- ASSIGNED TASK -
Scan the listing and work out how many lines contain the word "walkway". Nothing but the number should be given.

- GIVEN RECORDS -
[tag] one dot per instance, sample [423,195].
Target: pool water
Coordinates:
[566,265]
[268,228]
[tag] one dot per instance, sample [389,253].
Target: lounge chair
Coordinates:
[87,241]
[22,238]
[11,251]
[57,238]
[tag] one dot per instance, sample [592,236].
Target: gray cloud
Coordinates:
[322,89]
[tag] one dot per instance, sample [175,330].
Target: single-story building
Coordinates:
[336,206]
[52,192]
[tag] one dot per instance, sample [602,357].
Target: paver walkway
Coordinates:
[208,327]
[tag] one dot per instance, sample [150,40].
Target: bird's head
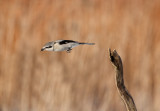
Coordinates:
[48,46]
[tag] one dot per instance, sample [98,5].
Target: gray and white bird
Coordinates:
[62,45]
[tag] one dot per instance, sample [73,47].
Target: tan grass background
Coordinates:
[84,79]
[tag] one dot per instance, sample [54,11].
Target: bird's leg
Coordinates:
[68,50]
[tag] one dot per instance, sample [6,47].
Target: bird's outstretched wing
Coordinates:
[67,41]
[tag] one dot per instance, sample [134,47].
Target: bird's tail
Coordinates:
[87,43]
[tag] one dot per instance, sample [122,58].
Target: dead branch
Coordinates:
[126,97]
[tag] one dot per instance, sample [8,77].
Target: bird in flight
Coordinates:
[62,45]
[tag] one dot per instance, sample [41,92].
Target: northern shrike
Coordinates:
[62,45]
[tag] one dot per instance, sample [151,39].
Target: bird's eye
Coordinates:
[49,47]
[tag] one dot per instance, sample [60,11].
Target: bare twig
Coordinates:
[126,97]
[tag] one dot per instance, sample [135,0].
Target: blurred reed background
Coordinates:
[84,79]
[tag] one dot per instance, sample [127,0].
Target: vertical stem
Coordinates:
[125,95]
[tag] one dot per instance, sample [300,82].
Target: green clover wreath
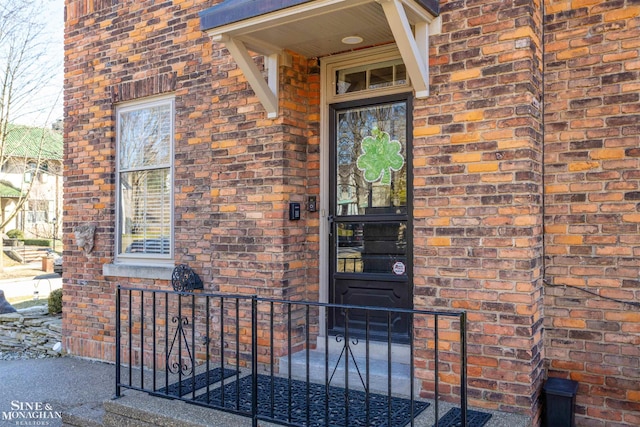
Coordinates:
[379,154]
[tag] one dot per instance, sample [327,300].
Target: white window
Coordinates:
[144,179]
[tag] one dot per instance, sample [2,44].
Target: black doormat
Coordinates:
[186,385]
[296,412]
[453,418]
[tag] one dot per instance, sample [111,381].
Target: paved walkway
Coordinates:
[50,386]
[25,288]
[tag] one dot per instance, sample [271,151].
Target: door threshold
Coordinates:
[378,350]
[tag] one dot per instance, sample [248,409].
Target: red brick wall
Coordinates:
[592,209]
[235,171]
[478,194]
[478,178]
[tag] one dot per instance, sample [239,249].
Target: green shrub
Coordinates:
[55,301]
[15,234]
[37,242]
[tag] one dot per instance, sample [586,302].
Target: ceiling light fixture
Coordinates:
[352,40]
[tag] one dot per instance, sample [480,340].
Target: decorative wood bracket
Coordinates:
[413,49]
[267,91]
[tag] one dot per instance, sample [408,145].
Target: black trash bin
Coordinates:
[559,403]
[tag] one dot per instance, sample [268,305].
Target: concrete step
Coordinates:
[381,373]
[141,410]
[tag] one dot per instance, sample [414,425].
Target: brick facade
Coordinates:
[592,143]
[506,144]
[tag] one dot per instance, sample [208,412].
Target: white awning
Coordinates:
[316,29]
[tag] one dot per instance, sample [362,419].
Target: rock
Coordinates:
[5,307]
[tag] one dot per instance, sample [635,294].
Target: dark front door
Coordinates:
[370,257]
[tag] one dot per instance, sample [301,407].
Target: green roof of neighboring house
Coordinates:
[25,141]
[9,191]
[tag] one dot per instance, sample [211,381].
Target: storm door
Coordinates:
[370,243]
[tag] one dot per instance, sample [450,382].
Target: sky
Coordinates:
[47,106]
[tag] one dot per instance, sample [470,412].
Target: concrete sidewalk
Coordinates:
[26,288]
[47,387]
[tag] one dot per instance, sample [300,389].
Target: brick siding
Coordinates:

* * *

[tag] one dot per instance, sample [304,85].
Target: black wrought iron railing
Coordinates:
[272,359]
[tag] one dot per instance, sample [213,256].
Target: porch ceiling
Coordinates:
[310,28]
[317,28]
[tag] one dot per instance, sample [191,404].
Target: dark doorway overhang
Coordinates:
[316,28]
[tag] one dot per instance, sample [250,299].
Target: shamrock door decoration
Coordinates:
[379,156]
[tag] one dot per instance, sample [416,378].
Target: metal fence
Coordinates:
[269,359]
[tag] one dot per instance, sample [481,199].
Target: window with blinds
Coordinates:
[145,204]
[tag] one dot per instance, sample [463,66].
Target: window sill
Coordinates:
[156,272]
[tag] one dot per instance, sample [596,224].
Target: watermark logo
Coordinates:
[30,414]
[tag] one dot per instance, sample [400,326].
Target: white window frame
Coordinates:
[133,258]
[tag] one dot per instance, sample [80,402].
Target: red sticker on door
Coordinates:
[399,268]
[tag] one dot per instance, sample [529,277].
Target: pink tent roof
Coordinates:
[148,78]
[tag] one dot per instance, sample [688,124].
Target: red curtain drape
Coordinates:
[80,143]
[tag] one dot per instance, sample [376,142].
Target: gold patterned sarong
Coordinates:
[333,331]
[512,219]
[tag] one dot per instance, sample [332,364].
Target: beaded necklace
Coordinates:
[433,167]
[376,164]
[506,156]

--

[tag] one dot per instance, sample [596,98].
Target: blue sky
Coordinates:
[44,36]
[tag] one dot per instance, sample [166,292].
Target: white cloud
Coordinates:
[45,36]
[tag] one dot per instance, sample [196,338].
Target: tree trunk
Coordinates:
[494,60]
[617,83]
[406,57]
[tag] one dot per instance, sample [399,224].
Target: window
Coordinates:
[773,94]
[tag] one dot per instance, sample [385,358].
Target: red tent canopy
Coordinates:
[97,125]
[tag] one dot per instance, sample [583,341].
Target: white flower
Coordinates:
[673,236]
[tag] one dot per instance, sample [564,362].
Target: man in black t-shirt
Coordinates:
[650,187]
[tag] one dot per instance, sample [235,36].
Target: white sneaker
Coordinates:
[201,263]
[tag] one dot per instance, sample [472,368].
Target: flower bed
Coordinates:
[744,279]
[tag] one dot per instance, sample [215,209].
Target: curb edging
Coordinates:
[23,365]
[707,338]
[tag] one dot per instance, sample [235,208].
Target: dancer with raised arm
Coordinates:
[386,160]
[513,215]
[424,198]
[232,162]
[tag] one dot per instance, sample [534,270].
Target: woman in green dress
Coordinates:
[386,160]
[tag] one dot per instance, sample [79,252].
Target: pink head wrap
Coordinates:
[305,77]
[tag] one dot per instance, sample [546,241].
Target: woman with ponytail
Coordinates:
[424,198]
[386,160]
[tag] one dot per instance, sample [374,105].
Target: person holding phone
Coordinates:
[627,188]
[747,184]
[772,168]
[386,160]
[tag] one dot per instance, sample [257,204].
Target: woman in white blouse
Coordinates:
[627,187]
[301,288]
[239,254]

- TASK SOLUTION -
2